--- Description of the task ---
In the material below, find each line that contains the word "bollard" and copy it.

--- Source material ---
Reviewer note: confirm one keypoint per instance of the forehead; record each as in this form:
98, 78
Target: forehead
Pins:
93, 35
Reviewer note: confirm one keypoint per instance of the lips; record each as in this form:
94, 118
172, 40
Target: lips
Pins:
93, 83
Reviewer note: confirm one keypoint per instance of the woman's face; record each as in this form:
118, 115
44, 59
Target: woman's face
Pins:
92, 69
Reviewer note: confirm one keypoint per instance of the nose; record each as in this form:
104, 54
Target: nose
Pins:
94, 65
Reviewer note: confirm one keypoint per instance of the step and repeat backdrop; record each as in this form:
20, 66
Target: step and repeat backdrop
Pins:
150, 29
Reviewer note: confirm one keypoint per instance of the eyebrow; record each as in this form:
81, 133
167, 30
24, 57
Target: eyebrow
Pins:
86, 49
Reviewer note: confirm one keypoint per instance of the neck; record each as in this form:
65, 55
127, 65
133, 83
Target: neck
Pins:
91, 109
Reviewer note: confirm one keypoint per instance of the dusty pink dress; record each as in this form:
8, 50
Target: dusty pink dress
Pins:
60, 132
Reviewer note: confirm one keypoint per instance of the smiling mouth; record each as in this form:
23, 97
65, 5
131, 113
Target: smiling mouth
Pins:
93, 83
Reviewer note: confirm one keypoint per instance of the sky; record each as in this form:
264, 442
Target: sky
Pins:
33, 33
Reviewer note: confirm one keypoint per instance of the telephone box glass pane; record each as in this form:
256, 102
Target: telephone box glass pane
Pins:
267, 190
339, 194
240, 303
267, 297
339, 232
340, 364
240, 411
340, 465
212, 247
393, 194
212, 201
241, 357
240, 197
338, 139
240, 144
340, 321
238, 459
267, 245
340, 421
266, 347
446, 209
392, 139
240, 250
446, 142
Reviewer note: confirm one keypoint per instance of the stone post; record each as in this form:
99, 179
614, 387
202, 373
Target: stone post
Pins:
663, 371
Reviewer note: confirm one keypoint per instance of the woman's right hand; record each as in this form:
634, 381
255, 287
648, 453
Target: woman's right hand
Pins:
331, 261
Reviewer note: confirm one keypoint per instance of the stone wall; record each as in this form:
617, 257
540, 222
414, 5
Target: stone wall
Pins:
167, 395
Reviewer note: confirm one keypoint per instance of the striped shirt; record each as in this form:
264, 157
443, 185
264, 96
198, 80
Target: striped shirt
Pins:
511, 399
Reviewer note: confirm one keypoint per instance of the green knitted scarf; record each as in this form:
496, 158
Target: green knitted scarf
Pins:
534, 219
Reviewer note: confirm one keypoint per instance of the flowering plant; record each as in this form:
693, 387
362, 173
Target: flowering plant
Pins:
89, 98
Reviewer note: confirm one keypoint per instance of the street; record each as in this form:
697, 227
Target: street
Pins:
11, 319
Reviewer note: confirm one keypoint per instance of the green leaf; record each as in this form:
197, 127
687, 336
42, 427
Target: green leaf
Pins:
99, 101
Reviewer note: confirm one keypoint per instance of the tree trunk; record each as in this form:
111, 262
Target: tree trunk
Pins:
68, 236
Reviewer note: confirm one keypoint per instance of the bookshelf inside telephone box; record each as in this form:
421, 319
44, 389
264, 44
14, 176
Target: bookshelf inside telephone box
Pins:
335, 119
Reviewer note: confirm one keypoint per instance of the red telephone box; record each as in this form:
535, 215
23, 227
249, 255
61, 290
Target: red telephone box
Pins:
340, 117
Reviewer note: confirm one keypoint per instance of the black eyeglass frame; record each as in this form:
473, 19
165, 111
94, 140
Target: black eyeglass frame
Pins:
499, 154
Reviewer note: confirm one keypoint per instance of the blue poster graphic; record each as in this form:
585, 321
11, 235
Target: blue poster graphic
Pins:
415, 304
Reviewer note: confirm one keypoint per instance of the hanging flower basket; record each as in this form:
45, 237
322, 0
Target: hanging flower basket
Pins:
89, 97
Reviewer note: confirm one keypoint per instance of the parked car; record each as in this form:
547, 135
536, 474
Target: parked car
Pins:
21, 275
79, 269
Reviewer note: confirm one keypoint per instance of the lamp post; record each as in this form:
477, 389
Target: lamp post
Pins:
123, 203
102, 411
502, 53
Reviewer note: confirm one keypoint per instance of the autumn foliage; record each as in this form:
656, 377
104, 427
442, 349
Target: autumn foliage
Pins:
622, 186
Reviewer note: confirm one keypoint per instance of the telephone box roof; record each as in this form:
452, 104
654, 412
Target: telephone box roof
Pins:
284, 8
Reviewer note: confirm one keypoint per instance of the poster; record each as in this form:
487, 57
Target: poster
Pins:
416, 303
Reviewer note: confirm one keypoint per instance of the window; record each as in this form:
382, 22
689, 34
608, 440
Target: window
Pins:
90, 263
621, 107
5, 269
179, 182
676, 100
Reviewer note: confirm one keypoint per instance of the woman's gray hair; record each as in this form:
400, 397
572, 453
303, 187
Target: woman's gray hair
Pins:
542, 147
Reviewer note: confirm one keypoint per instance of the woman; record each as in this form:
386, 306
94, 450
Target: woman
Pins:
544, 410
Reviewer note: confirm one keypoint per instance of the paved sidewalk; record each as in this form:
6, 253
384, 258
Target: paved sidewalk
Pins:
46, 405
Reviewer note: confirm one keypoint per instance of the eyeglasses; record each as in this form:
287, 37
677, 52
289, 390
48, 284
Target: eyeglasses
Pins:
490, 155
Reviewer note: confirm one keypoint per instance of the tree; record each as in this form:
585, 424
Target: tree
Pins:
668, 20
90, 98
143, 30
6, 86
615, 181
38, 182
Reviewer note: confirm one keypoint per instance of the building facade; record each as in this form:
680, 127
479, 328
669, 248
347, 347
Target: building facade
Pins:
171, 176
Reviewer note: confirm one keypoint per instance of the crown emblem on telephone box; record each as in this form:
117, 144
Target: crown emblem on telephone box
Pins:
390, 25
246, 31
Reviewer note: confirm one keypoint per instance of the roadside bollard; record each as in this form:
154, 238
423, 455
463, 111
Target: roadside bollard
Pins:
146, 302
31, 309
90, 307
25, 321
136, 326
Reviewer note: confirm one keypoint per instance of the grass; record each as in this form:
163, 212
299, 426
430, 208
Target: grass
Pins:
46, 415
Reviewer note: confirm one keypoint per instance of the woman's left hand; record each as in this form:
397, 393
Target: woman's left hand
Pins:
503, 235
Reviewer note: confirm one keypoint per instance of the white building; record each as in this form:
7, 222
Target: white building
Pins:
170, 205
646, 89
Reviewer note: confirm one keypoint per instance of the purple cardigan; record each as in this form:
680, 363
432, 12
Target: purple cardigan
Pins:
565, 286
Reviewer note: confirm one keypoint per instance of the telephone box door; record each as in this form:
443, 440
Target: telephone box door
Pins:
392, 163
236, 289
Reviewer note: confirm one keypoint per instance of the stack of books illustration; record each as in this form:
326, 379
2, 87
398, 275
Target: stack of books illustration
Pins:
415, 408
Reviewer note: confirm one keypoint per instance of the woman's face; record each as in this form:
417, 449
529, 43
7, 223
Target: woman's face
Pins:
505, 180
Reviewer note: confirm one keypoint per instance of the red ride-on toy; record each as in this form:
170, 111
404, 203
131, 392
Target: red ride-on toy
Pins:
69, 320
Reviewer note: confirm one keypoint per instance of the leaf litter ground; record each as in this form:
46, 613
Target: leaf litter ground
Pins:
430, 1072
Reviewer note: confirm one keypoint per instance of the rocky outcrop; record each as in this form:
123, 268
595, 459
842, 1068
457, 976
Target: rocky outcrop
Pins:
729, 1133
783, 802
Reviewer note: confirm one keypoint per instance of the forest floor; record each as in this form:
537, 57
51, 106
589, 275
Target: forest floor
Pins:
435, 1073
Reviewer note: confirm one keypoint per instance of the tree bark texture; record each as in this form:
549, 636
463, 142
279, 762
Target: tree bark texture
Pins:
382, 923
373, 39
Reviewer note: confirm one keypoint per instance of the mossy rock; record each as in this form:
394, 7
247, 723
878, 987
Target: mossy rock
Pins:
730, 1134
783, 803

--- Response below ---
Reviewer note: confirm one keypoint per instance of the roadside bollard; record each as in this form:
Target: roadside bollard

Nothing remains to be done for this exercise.